>>>
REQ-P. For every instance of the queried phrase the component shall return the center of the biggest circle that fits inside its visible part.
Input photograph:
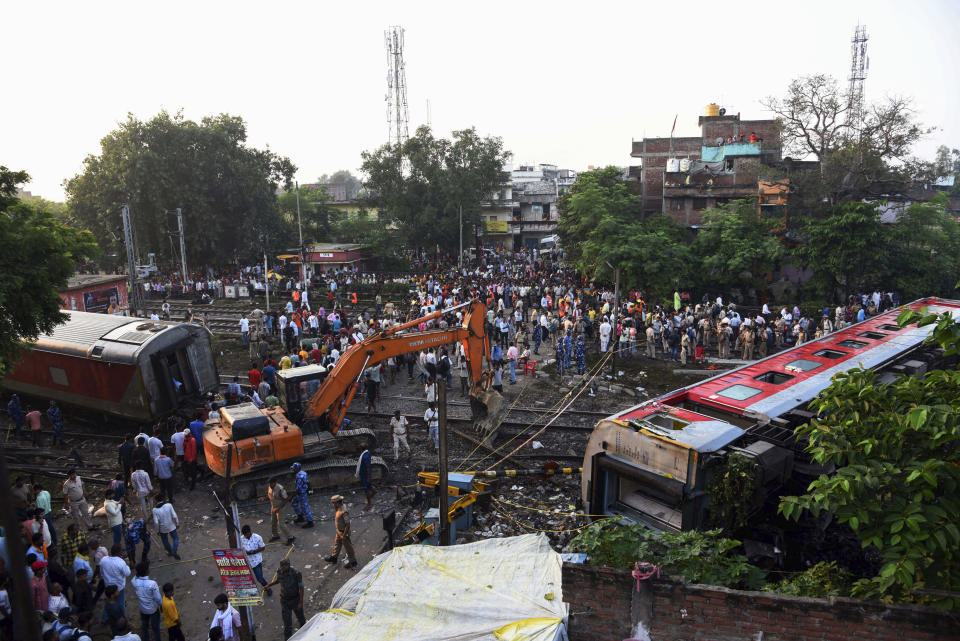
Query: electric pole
(444, 523)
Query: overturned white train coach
(131, 368)
(653, 463)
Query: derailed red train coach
(131, 368)
(654, 462)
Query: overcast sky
(570, 83)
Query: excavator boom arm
(337, 390)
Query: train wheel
(244, 490)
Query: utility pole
(232, 518)
(613, 318)
(303, 265)
(128, 240)
(444, 534)
(183, 250)
(266, 280)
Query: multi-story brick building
(684, 176)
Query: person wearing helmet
(300, 504)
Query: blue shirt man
(15, 410)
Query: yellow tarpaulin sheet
(495, 590)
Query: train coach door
(174, 378)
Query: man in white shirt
(155, 446)
(244, 329)
(398, 425)
(140, 482)
(253, 545)
(114, 571)
(177, 440)
(166, 520)
(149, 599)
(605, 329)
(432, 418)
(512, 359)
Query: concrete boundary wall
(605, 606)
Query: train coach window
(59, 376)
(774, 378)
(830, 353)
(739, 392)
(852, 344)
(801, 365)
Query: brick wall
(604, 606)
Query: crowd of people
(536, 310)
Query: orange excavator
(309, 424)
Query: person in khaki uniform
(342, 523)
(76, 501)
(278, 500)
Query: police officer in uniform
(291, 596)
(342, 522)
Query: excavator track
(323, 472)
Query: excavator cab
(296, 386)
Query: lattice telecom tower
(397, 115)
(859, 65)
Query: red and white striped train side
(133, 369)
(654, 461)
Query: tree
(316, 215)
(922, 256)
(225, 188)
(422, 184)
(812, 116)
(344, 176)
(37, 255)
(896, 448)
(600, 226)
(855, 264)
(734, 245)
(856, 159)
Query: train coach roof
(84, 328)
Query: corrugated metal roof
(85, 328)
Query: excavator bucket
(488, 412)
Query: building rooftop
(80, 281)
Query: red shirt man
(35, 420)
(189, 448)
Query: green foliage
(822, 581)
(316, 215)
(842, 268)
(896, 448)
(37, 255)
(734, 246)
(732, 491)
(923, 251)
(421, 185)
(600, 224)
(225, 188)
(699, 557)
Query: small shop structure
(328, 257)
(97, 293)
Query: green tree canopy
(225, 188)
(734, 246)
(37, 255)
(845, 250)
(600, 226)
(896, 448)
(421, 184)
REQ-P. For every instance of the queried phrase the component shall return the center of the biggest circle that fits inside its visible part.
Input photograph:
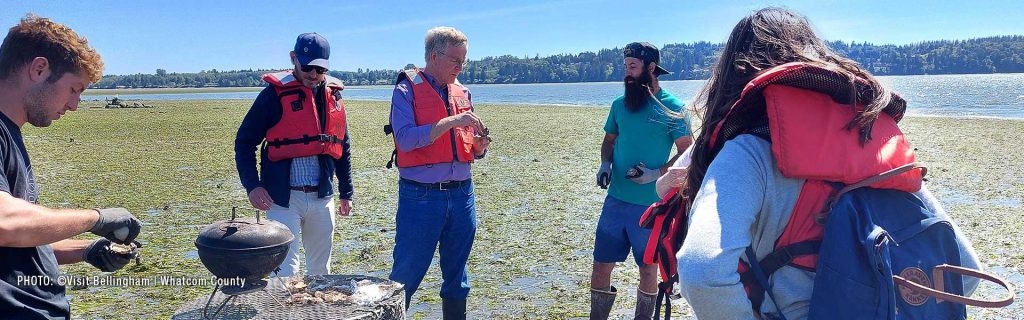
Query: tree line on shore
(686, 61)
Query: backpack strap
(762, 279)
(875, 178)
(939, 294)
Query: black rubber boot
(601, 302)
(454, 309)
(645, 306)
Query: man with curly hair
(44, 68)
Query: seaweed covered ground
(172, 166)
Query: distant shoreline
(108, 91)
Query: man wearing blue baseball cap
(300, 121)
(642, 126)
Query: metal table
(266, 304)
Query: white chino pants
(313, 218)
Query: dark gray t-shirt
(34, 297)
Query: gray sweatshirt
(745, 201)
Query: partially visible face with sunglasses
(310, 75)
(308, 69)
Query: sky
(190, 36)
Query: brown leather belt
(305, 189)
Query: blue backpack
(886, 255)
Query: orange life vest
(302, 131)
(428, 108)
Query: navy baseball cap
(312, 49)
(646, 52)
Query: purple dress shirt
(409, 136)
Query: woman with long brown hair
(741, 199)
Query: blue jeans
(428, 216)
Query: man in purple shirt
(436, 137)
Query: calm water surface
(987, 95)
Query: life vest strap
(306, 140)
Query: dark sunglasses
(320, 70)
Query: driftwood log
(273, 303)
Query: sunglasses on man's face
(320, 70)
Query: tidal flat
(173, 167)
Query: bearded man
(642, 126)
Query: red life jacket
(428, 108)
(807, 125)
(302, 131)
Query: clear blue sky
(189, 36)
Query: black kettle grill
(242, 248)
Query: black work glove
(99, 254)
(117, 225)
(604, 174)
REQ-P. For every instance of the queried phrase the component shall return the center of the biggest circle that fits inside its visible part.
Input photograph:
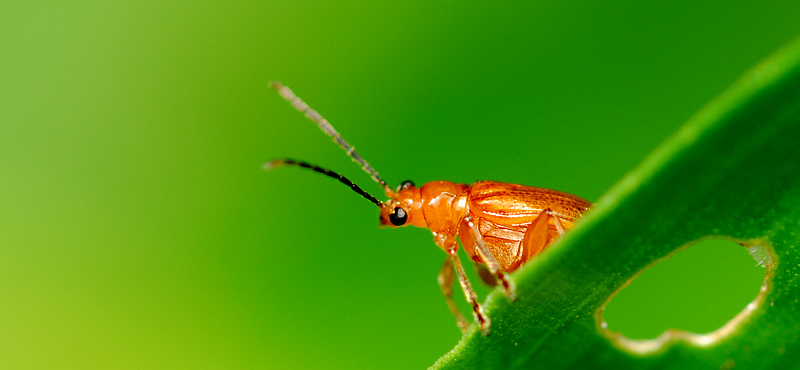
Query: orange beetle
(500, 225)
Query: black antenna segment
(288, 161)
(328, 129)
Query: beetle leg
<<<
AIM |
Can you put every line of the records above into a Markdown table with the columns Row and Line, numbering the rows and skipping blank lines? Leave the pictures out of your answer.

EXERCISE OUTPUT |
| Row | Line |
|---|---|
| 1 | REQ-P. For every instance of the queried phrase the component shall return the center of the biggest circle that fits inside its visible part. |
| 2 | Input photograph: |
| 3 | Query: electric pole |
| 4 | (444, 523) |
| 5 | Query: overturned white train coach |
| 6 | (131, 368) |
| 7 | (653, 463) |
| 8 | Query: derailed red train coach |
| 9 | (131, 368) |
| 10 | (654, 462) |
| 11 | Query: overcast sky |
| 12 | (570, 83) |
| 13 | Query: excavator boom arm |
| 14 | (337, 390) |
| 15 | Query: train wheel |
| 16 | (244, 490) |
| 17 | Query: utility pole |
| 18 | (232, 518) |
| 19 | (613, 318) |
| 20 | (303, 265) |
| 21 | (128, 240) |
| 22 | (444, 534) |
| 23 | (183, 250) |
| 24 | (266, 280) |
| 25 | Query: multi-story brick building |
| 26 | (684, 176) |
| 27 | Query: person wearing helmet |
| 28 | (300, 504) |
| 29 | Query: blue shirt man |
| 30 | (15, 410) |
| 31 | Query: yellow tarpaulin sheet |
| 32 | (495, 590) |
| 33 | Query: train coach door |
| 34 | (174, 378) |
| 35 | Query: man in white shirt |
| 36 | (155, 446) |
| 37 | (244, 329) |
| 38 | (398, 425) |
| 39 | (140, 482) |
| 40 | (253, 545) |
| 41 | (114, 571) |
| 42 | (177, 440) |
| 43 | (166, 520) |
| 44 | (149, 599) |
| 45 | (605, 329) |
| 46 | (432, 418) |
| 47 | (512, 359) |
| 48 | Query: concrete boundary wall |
| 49 | (605, 606) |
| 50 | Query: train coach window |
| 51 | (59, 376) |
| 52 | (774, 378) |
| 53 | (830, 353) |
| 54 | (739, 392) |
| 55 | (852, 344) |
| 56 | (801, 365) |
| 57 | Query: brick wall |
| 58 | (604, 606) |
| 59 | Query: crowd of people |
| 60 | (536, 310) |
| 61 | Query: orange excavator |
| 62 | (309, 424) |
| 63 | Query: person in khaki uniform |
| 64 | (342, 523) |
| 65 | (76, 501) |
| 66 | (278, 500) |
| 67 | Query: police officer in uniform |
| 68 | (291, 596) |
| 69 | (342, 522) |
| 70 | Query: excavator track |
| 71 | (323, 472) |
| 72 | Query: excavator cab |
| 73 | (296, 386) |
| 74 | Query: lattice telecom tower |
| 75 | (397, 115) |
| 76 | (859, 65) |
| 77 | Query: red and white striped train side |
| 78 | (133, 369) |
| 79 | (654, 461) |
| 80 | Query: tree |
| 81 | (316, 215) |
| 82 | (922, 256) |
| 83 | (225, 188) |
| 84 | (422, 184) |
| 85 | (812, 116) |
| 86 | (344, 176) |
| 87 | (37, 255) |
| 88 | (896, 448) |
| 89 | (600, 226) |
| 90 | (855, 264) |
| 91 | (734, 245) |
| 92 | (856, 159) |
| 93 | Query: train coach roof |
| 94 | (84, 328) |
| 95 | Query: corrugated metal roof |
| 96 | (85, 328) |
| 97 | Query: excavator bucket |
| 98 | (488, 412) |
| 99 | Query: building rooftop |
| 100 | (80, 281) |
| 101 | Query: red shirt man |
| 102 | (35, 420) |
| 103 | (189, 448) |
| 104 | Query: green foliage |
| 105 | (822, 581) |
| 106 | (316, 215) |
| 107 | (842, 268) |
| 108 | (896, 448) |
| 109 | (37, 255) |
| 110 | (734, 246) |
| 111 | (732, 491) |
| 112 | (923, 251) |
| 113 | (421, 185) |
| 114 | (600, 224) |
| 115 | (225, 188) |
| 116 | (699, 557) |
| 117 | Query: small shop structure |
| 118 | (328, 257) |
| 119 | (97, 293) |
| 120 | Query: green tree canopy |
| 121 | (225, 188) |
| 122 | (734, 246) |
| 123 | (37, 255) |
| 124 | (845, 250) |
| 125 | (600, 226) |
| 126 | (896, 448) |
| 127 | (421, 184) |
| 128 | REQ-P. For every instance of the queried phrase the component shall return the center of the biggest circle that fits inside its visible part. |
| 129 | Input photograph: |
| 130 | Query: tree line on shore |
| 131 | (686, 61) |
| 132 | Query: backpack strap |
| 133 | (762, 279) |
| 134 | (875, 178) |
| 135 | (939, 294) |
| 136 | Query: black rubber boot |
| 137 | (601, 302) |
| 138 | (454, 309) |
| 139 | (645, 306) |
| 140 | Query: man with curly hair |
| 141 | (44, 68) |
| 142 | Query: seaweed covered ground |
| 143 | (172, 166) |
| 144 | Query: distant shoreline |
| 145 | (108, 91) |
| 146 | Query: man wearing blue baseball cap |
| 147 | (300, 121) |
| 148 | (642, 126) |
| 149 | Query: metal table |
| 150 | (266, 304) |
| 151 | Query: white chino pants |
| 152 | (313, 218) |
| 153 | Query: dark gray t-shirt |
| 154 | (34, 297) |
| 155 | Query: gray sweatshirt |
| 156 | (745, 201) |
| 157 | Query: partially visible face with sunglasses |
| 158 | (310, 75) |
| 159 | (308, 69) |
| 160 | Query: sky |
| 161 | (190, 36) |
| 162 | Query: brown leather belt |
| 163 | (305, 189) |
| 164 | Query: blue backpack |
| 165 | (886, 255) |
| 166 | Query: orange life vest |
| 167 | (302, 131) |
| 168 | (428, 108) |
| 169 | Query: navy baseball cap |
| 170 | (312, 49) |
| 171 | (646, 52) |
| 172 | Query: purple dress shirt |
| 173 | (409, 136) |
| 174 | Query: woman with long brown hair |
| 175 | (741, 199) |
| 176 | Query: blue jeans |
| 177 | (428, 216) |
| 178 | Query: man in purple shirt |
| 179 | (436, 137) |
| 180 | Query: calm water surface |
| 181 | (987, 95) |
| 182 | Query: life vest strap |
| 183 | (306, 140) |
| 184 | Query: dark sunglasses |
| 185 | (320, 70) |
| 186 | Query: driftwood log |
| 187 | (273, 303) |
| 188 | Query: sunglasses on man's face |
| 189 | (320, 70) |
| 190 | Query: tidal flat |
| 191 | (173, 167) |
| 192 | Query: bearded man |
| 193 | (642, 126) |
| 194 | Query: red life jacket |
| 195 | (428, 108) |
| 196 | (807, 125) |
| 197 | (302, 131) |
| 198 | Query: clear blue sky |
| 199 | (189, 36) |
| 200 | Query: black kettle grill |
| 201 | (242, 248) |
| 202 | Query: black work glove |
| 203 | (99, 254) |
| 204 | (117, 225) |
| 205 | (604, 174) |
| 206 | REQ-P. For every instance of the queried phrase the component shall return the center of the biggest circle that fits inside its visible part. |
| 207 | Input photograph: |
| 208 | Query: orange beetle |
| 209 | (500, 225) |
| 210 | Query: black antenna segment |
| 211 | (288, 161) |
| 212 | (328, 129) |
| 213 | Query: beetle leg |